Try it ->
Please give the records below again in full, exactly, with the images left out.

BEGIN Given entries

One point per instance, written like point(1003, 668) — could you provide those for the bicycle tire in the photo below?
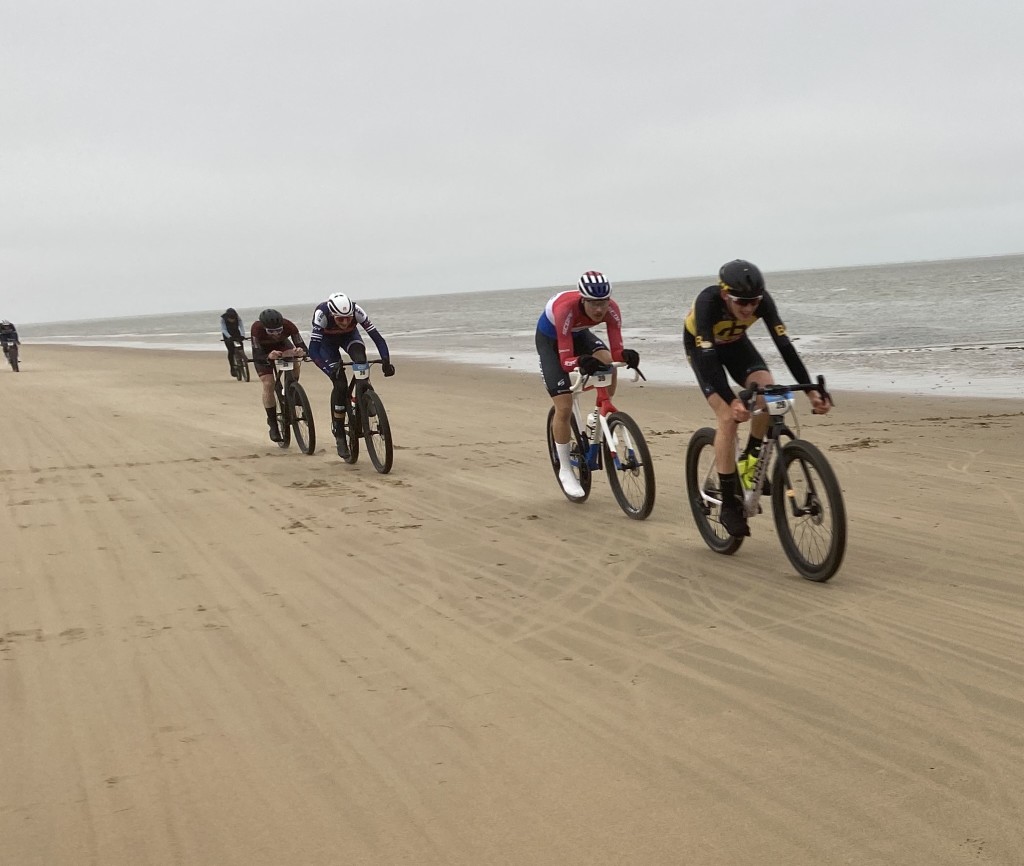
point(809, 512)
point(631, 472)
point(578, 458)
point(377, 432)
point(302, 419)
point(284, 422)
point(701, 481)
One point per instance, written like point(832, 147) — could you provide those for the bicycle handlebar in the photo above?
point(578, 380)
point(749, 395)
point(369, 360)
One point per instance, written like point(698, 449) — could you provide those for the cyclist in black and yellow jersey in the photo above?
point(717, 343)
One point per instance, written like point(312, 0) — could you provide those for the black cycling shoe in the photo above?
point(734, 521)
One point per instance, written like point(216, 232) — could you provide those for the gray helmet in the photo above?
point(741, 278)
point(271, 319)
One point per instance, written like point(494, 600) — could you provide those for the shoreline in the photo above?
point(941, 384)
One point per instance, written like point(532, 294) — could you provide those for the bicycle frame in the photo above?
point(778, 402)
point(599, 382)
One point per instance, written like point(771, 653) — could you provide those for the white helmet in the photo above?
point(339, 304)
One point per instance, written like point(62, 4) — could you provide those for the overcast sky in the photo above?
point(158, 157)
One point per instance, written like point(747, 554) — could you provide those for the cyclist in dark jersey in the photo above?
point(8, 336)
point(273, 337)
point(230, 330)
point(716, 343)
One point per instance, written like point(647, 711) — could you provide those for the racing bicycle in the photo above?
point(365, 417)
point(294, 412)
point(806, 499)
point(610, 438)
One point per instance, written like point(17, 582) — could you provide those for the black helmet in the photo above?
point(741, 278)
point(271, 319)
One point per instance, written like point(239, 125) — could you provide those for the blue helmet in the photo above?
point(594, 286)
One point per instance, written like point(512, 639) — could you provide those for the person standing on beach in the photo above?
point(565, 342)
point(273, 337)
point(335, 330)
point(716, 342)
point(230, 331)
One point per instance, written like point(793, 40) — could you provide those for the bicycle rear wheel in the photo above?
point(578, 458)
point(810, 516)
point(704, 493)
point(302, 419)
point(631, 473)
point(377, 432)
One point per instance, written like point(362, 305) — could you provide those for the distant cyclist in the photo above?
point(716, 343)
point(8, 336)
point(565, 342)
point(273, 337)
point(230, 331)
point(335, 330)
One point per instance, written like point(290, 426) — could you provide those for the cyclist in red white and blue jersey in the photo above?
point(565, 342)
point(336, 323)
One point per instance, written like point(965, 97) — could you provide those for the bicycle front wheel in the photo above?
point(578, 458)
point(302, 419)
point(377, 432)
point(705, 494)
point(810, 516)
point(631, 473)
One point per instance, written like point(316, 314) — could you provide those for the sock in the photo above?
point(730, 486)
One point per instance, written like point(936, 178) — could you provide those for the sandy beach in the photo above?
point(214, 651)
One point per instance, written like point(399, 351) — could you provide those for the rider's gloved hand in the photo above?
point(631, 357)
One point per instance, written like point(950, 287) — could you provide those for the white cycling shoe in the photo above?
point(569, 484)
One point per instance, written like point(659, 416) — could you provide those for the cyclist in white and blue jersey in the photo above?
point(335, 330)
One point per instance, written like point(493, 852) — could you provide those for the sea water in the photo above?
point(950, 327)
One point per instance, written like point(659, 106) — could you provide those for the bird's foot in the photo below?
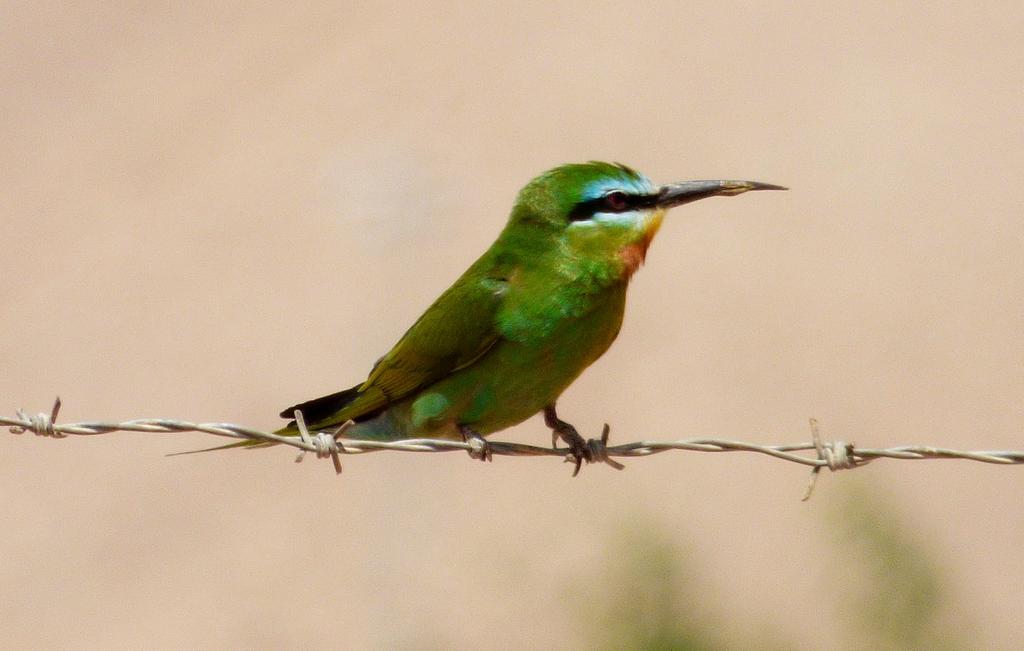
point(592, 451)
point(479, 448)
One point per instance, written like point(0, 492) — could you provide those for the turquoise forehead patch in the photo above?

END Given entries

Result below ->
One point per instance, written like point(1003, 668) — could you provide those for the bicycle tire in the photo below?
point(809, 512)
point(631, 472)
point(578, 458)
point(377, 432)
point(302, 419)
point(284, 422)
point(701, 481)
One point per instance, written like point(832, 147) — could you provide those for the bicycle handlebar in the photo above?
point(578, 380)
point(749, 395)
point(369, 360)
One point per instance, written like point(698, 449) — could you provide those for the cyclist in black and yellow jersey in the photo above?
point(717, 343)
One point per instance, written like point(312, 0) — could you provide those for the black cycling shoe in the photo above?
point(734, 521)
One point per instance, written like point(216, 232) — could you provide those for the gray helmet in the photo above?
point(741, 278)
point(271, 319)
One point per instance, written like point(494, 600) — could you provide those for the shoreline in the photo above?
point(941, 384)
One point per instance, written like point(532, 294) — could you provide those for the bicycle frame in the photo above?
point(778, 402)
point(599, 382)
One point per instance, written like point(771, 653) — could you provide those for the white helmet in the photo above?
point(339, 304)
One point per instance, written like point(62, 4) — could you provide those for the overcast sky in the photo above?
point(158, 157)
One point per instance, written like point(747, 554) — could you provide those for the cyclist in dark jersey in the photo above?
point(8, 336)
point(273, 337)
point(230, 330)
point(716, 343)
One point per instance, written like point(647, 711) — could you provide those for the racing bicycle in the photo above?
point(365, 417)
point(294, 412)
point(806, 499)
point(610, 438)
One point per instance, written like point(17, 582) — could you provide those for the black helmet in the photo above?
point(741, 278)
point(271, 319)
One point per instance, written like point(239, 125) — could you provide those for the blue helmet in the photo above?
point(594, 286)
One point per instance, written like point(512, 639) — could you provide those for the person standing on beach in the photo above?
point(565, 342)
point(273, 337)
point(335, 330)
point(716, 342)
point(230, 331)
One point per instance, written like point(793, 40) — could you provide those for the bicycle rear wheel in the photo above?
point(578, 458)
point(810, 516)
point(704, 493)
point(302, 419)
point(631, 473)
point(377, 432)
One point per instance, written like point(362, 305) — could you provide those for the distant cyclist in the photo above?
point(716, 343)
point(8, 336)
point(565, 342)
point(273, 337)
point(230, 331)
point(335, 330)
One point per instance, written like point(290, 426) — could you provide those for the cyclist in red white and blue jersey in the photo above?
point(565, 342)
point(336, 323)
One point per instance, written like point(965, 97) — could you provide those for the bicycle front wheel in the photo above?
point(578, 458)
point(302, 419)
point(377, 432)
point(705, 494)
point(810, 516)
point(631, 473)
One point per instance, written like point(316, 314) — could you provide those for the sock in the photo above?
point(730, 486)
One point per instance, written like point(936, 178) — could you provide those for the sandy beach in the photo above?
point(214, 651)
One point per instance, written like point(399, 351) — could you provide those for the rider's gloved hand in the photo above?
point(631, 357)
One point per instance, written like point(950, 287) — could you provide those for the white cycling shoe in the photo above?
point(569, 484)
One point per instance, written like point(659, 416) — could you provide those for the cyclist in white and blue jersey in the photo above?
point(335, 330)
One point per instance, written like point(493, 852) — could you provide those for the sea water in the photo above?
point(950, 327)
One point per instance, written like point(659, 106) — could you provide those for the bird's foot in the photo below?
point(592, 451)
point(479, 448)
One point per instance, written like point(0, 492) — could you provide those for the turquoise forehead patch in the photo above?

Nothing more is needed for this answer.